INSTRUCTIONS TO FOLLOW
Please pull out every line of the entries below that contains the string "sock", copying each line in full.

[Location identification items]
________________________

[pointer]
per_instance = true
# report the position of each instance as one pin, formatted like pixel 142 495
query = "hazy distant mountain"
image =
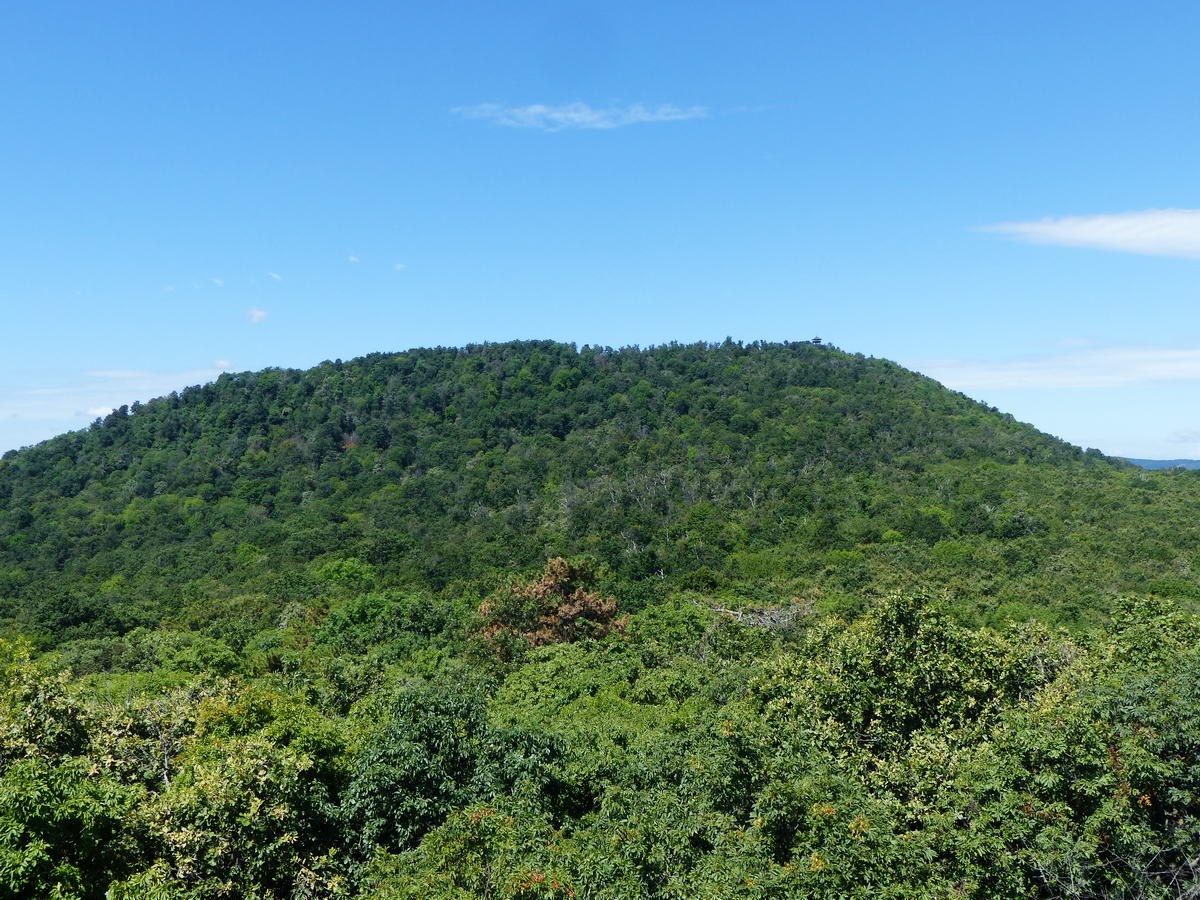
pixel 1164 463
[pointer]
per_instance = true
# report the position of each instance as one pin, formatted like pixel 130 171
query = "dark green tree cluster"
pixel 528 621
pixel 899 755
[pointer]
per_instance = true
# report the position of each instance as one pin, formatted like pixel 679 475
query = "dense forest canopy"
pixel 528 621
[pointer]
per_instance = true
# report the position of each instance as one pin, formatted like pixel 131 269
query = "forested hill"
pixel 763 468
pixel 517 622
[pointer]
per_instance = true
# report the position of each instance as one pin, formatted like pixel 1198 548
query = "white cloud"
pixel 1110 367
pixel 35 413
pixel 1156 232
pixel 579 115
pixel 118 373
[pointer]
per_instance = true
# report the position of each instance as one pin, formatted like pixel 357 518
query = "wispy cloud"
pixel 1110 367
pixel 1155 232
pixel 37 412
pixel 579 115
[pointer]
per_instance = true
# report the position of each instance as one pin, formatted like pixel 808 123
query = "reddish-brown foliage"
pixel 556 607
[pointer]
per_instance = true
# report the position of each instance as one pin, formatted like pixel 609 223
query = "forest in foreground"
pixel 531 621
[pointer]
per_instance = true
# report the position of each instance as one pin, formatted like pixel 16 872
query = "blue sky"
pixel 1003 196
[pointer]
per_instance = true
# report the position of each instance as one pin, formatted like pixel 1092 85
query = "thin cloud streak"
pixel 1111 367
pixel 46 411
pixel 1155 232
pixel 579 115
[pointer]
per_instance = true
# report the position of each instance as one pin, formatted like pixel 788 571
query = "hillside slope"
pixel 309 635
pixel 762 468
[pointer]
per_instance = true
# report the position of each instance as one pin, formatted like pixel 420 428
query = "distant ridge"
pixel 1164 463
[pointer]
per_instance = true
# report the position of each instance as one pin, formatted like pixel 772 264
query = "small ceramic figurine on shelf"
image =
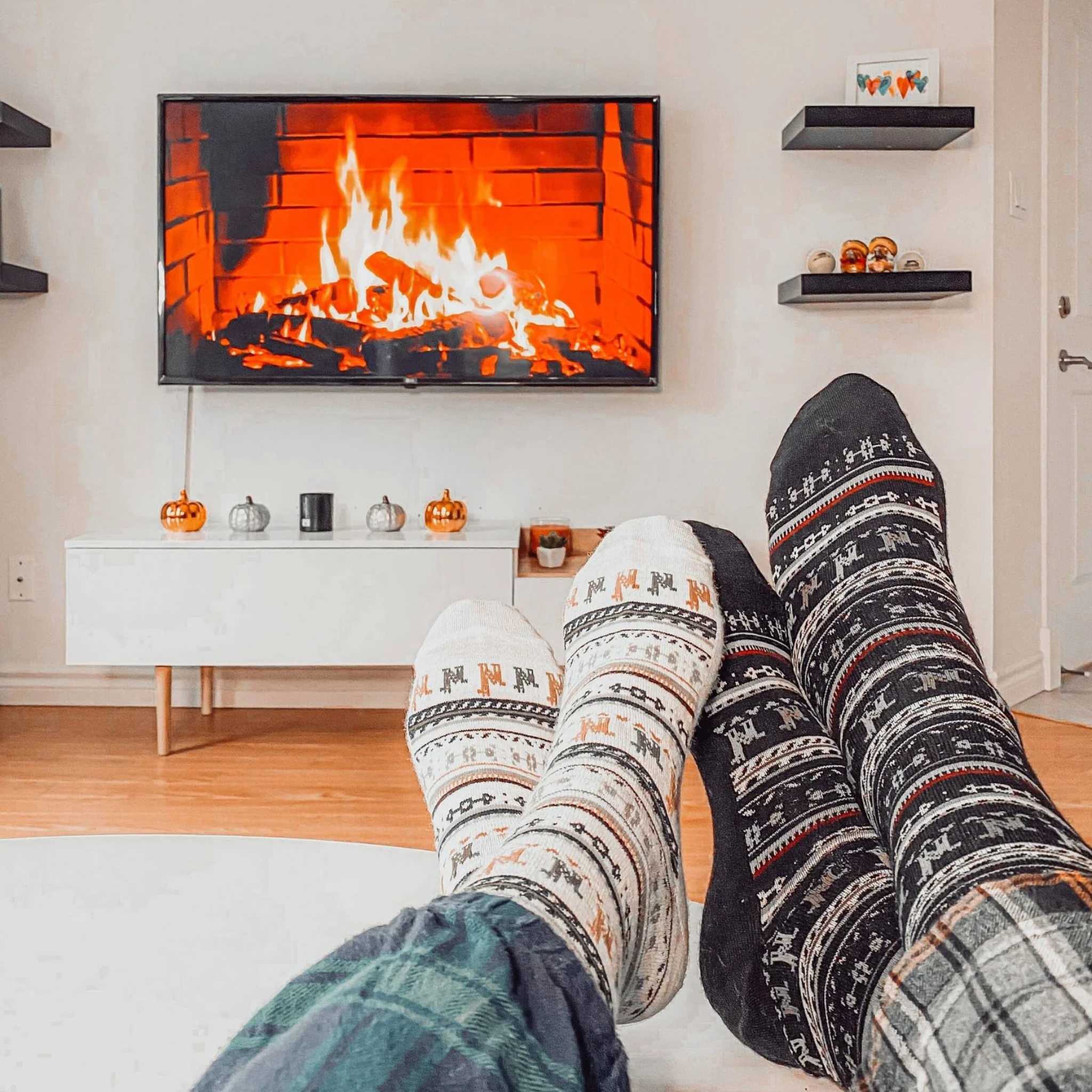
pixel 881 253
pixel 249 517
pixel 386 516
pixel 854 256
pixel 446 516
pixel 183 515
pixel 911 261
pixel 821 261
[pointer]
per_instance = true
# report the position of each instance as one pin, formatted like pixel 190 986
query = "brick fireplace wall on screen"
pixel 563 189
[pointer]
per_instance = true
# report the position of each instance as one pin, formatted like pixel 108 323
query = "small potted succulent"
pixel 551 551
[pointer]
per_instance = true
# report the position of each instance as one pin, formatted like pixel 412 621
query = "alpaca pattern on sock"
pixel 818 875
pixel 597 853
pixel 885 651
pixel 480 727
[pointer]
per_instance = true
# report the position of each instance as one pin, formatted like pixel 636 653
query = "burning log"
pixel 314 355
pixel 412 283
pixel 531 293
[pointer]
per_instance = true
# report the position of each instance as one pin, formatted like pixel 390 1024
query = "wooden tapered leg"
pixel 163 710
pixel 208 680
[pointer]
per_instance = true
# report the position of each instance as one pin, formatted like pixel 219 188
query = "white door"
pixel 1070 275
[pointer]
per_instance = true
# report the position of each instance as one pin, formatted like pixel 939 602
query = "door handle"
pixel 1065 360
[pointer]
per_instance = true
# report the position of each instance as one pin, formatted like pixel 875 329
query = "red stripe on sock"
pixel 944 777
pixel 761 652
pixel 849 493
pixel 892 637
pixel 805 833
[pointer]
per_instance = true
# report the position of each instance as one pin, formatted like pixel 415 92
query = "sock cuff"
pixel 468 616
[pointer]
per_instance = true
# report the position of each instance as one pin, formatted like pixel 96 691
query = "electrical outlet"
pixel 21 579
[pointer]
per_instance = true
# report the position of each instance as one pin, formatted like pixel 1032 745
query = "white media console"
pixel 218 599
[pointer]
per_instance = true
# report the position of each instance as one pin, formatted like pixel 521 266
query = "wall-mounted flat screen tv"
pixel 420 240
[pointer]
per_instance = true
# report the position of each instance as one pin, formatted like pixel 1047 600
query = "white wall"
pixel 1018 309
pixel 89 441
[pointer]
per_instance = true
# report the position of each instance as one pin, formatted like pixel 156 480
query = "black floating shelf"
pixel 858 287
pixel 877 128
pixel 17 281
pixel 18 130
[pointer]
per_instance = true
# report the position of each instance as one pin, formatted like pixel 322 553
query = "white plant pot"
pixel 551 558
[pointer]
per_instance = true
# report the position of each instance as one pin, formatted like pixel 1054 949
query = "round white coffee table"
pixel 127 961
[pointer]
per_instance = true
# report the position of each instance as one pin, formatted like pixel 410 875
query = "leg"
pixel 885 652
pixel 994 887
pixel 597 853
pixel 163 710
pixel 208 681
pixel 800 925
pixel 469 994
pixel 473 990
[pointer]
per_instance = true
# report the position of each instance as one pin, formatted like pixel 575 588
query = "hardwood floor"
pixel 340 775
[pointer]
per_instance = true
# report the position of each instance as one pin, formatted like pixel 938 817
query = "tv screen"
pixel 374 240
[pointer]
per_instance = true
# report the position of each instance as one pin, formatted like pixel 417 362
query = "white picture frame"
pixel 884 80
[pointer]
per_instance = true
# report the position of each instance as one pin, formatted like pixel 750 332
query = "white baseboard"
pixel 1022 679
pixel 236 688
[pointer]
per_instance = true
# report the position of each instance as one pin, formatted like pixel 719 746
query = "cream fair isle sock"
pixel 597 852
pixel 480 726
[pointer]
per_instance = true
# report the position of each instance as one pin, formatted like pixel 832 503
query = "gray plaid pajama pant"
pixel 998 996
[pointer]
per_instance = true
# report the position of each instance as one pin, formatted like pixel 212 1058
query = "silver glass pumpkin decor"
pixel 249 517
pixel 387 516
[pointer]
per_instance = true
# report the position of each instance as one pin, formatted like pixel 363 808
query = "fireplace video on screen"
pixel 417 242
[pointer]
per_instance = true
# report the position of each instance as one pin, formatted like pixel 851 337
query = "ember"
pixel 437 240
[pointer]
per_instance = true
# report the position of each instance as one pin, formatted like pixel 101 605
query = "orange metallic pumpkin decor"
pixel 183 515
pixel 446 516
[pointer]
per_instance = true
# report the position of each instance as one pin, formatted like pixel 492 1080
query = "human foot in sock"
pixel 884 650
pixel 480 726
pixel 800 921
pixel 597 853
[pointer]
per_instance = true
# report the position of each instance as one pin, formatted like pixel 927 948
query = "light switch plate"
pixel 21 579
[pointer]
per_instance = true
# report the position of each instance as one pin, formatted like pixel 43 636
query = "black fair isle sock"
pixel 800 922
pixel 885 652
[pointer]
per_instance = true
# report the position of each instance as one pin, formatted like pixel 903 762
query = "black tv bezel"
pixel 293 379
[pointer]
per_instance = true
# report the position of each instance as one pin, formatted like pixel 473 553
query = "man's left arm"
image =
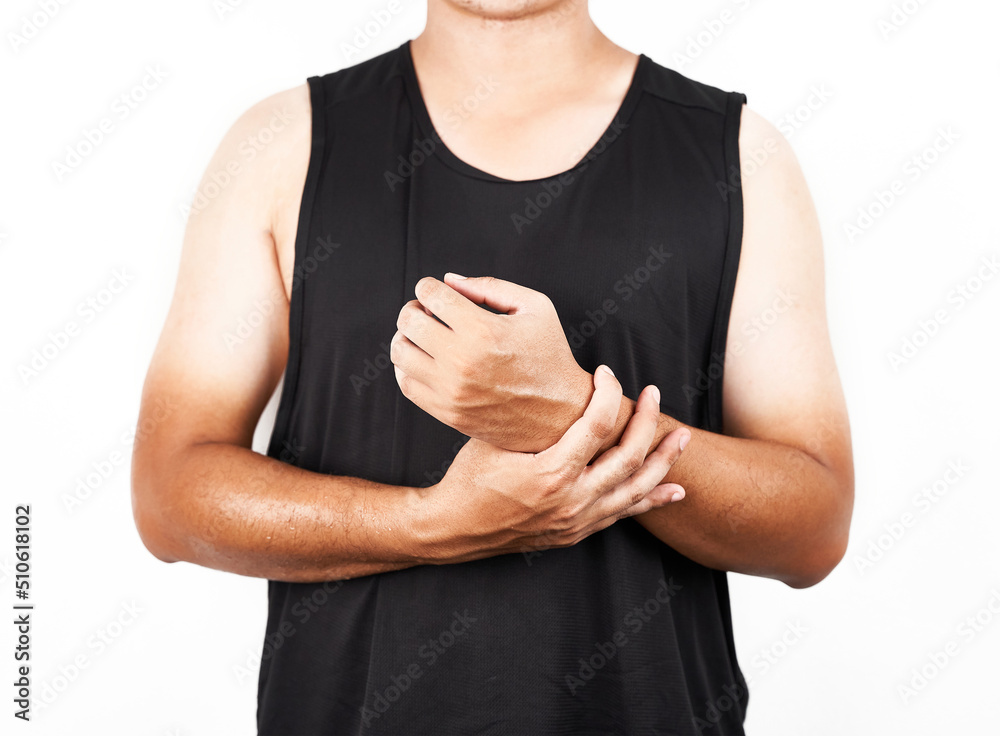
pixel 773 495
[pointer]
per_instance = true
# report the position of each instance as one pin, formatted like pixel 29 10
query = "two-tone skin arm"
pixel 202 495
pixel 773 495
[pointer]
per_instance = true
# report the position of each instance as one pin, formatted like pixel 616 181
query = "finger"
pixel 503 296
pixel 423 330
pixel 586 435
pixel 649 477
pixel 411 359
pixel 416 391
pixel 662 495
pixel 618 463
pixel 447 304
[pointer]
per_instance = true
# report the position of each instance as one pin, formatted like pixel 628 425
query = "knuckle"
pixel 633 460
pixel 602 427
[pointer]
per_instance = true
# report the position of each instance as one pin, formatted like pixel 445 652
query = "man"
pixel 562 571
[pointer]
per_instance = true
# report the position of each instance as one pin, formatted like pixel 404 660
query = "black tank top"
pixel 637 246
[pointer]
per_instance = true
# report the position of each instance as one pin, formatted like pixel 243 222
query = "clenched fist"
pixel 509 379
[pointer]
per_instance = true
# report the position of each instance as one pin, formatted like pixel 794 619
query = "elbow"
pixel 151 520
pixel 816 567
pixel 823 550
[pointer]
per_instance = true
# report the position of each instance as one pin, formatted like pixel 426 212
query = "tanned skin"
pixel 771 497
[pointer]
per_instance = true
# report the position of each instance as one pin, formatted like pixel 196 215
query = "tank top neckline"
pixel 427 130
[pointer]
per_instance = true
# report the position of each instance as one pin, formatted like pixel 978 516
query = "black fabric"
pixel 638 247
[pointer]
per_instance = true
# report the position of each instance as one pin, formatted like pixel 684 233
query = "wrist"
pixel 424 524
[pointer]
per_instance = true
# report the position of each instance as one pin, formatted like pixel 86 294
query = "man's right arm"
pixel 202 495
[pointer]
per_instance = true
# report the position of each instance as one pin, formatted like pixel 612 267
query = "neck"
pixel 532 53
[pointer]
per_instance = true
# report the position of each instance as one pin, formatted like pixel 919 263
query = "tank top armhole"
pixel 731 257
pixel 296 307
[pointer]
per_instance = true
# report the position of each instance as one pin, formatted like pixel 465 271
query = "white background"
pixel 827 660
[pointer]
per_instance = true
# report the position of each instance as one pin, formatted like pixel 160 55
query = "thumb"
pixel 503 296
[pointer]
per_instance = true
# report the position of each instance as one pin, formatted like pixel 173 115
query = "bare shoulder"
pixel 267 153
pixel 781 381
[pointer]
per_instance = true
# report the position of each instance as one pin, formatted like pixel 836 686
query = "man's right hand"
pixel 493 501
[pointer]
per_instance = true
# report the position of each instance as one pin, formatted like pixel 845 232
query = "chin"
pixel 509 9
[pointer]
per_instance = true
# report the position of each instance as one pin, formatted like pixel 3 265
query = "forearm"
pixel 753 506
pixel 225 507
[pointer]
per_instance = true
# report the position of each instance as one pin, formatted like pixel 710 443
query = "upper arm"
pixel 225 340
pixel 781 381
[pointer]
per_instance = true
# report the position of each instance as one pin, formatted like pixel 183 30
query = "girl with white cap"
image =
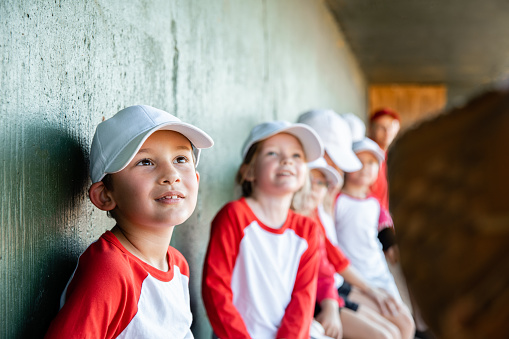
pixel 260 272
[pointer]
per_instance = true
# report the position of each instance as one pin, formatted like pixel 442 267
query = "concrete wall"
pixel 67 65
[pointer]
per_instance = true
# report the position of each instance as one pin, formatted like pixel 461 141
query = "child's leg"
pixel 403 320
pixel 356 324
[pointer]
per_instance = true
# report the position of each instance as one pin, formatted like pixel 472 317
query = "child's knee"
pixel 407 325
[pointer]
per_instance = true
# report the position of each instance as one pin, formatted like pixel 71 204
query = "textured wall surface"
pixel 66 65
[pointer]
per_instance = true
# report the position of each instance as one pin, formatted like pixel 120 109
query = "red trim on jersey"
pixel 227 232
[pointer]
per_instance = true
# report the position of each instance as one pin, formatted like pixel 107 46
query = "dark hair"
pixel 247 163
pixel 108 183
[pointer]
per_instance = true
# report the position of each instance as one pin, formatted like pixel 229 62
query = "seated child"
pixel 130 283
pixel 359 218
pixel 354 320
pixel 260 271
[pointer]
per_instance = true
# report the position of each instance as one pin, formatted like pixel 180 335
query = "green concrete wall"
pixel 67 65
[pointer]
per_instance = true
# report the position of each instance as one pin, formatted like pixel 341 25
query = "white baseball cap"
pixel 331 175
pixel 357 126
pixel 118 139
pixel 369 145
pixel 310 141
pixel 336 136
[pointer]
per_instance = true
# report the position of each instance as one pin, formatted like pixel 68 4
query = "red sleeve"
pixel 380 188
pixel 299 312
pixel 223 248
pixel 100 299
pixel 326 288
pixel 385 220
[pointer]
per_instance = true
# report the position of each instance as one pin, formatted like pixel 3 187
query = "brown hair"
pixel 108 183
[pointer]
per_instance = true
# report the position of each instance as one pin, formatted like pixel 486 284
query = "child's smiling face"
pixel 280 166
pixel 159 187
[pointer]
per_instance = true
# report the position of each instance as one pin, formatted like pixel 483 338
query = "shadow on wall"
pixel 55 178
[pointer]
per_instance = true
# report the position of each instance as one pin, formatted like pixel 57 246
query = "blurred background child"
pixel 358 218
pixel 352 320
pixel 260 271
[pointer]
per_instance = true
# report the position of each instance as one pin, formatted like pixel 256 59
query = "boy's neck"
pixel 359 192
pixel 271 210
pixel 150 247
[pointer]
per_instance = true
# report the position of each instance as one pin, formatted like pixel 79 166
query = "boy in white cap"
pixel 130 283
pixel 336 136
pixel 358 219
pixel 260 271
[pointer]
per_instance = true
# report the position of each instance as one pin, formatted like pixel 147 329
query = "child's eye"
pixel 145 162
pixel 180 160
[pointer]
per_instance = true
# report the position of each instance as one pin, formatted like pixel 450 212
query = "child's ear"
pixel 100 197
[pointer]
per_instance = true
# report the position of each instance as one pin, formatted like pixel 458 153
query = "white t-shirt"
pixel 357 235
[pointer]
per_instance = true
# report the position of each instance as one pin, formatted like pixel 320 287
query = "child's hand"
pixel 329 318
pixel 388 305
pixel 392 254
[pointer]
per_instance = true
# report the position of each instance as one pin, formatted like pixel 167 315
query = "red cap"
pixel 384 111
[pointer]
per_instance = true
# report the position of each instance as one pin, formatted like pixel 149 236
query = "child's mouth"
pixel 170 197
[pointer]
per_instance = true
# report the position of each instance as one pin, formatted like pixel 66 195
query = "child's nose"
pixel 287 159
pixel 169 174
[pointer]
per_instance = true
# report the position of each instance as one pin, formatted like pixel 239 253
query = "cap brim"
pixel 198 138
pixel 311 143
pixel 346 160
pixel 331 175
pixel 380 156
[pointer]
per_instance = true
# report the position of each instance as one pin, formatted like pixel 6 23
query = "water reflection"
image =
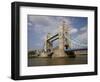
pixel 82 59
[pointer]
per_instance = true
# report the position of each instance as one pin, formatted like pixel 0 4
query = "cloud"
pixel 39 26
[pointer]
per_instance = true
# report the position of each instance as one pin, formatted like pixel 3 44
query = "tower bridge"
pixel 65 44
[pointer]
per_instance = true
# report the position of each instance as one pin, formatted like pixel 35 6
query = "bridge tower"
pixel 62 39
pixel 48 45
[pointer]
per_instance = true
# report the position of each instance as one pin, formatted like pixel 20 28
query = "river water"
pixel 81 59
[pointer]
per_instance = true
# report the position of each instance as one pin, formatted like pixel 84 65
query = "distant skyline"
pixel 39 26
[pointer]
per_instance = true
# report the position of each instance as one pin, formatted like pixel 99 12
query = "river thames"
pixel 81 59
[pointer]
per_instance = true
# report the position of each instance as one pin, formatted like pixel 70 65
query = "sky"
pixel 40 25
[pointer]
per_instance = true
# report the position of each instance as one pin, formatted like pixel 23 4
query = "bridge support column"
pixel 61 42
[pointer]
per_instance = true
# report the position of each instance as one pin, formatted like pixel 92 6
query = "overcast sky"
pixel 39 26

________________________

THE RESPONSE
query = "alpaca pattern on sock"
query = "red stripe on sock"
query = "sock cuff"
query = "cream fair isle sock"
query = "human foot in sock"
query = "black fair isle sock"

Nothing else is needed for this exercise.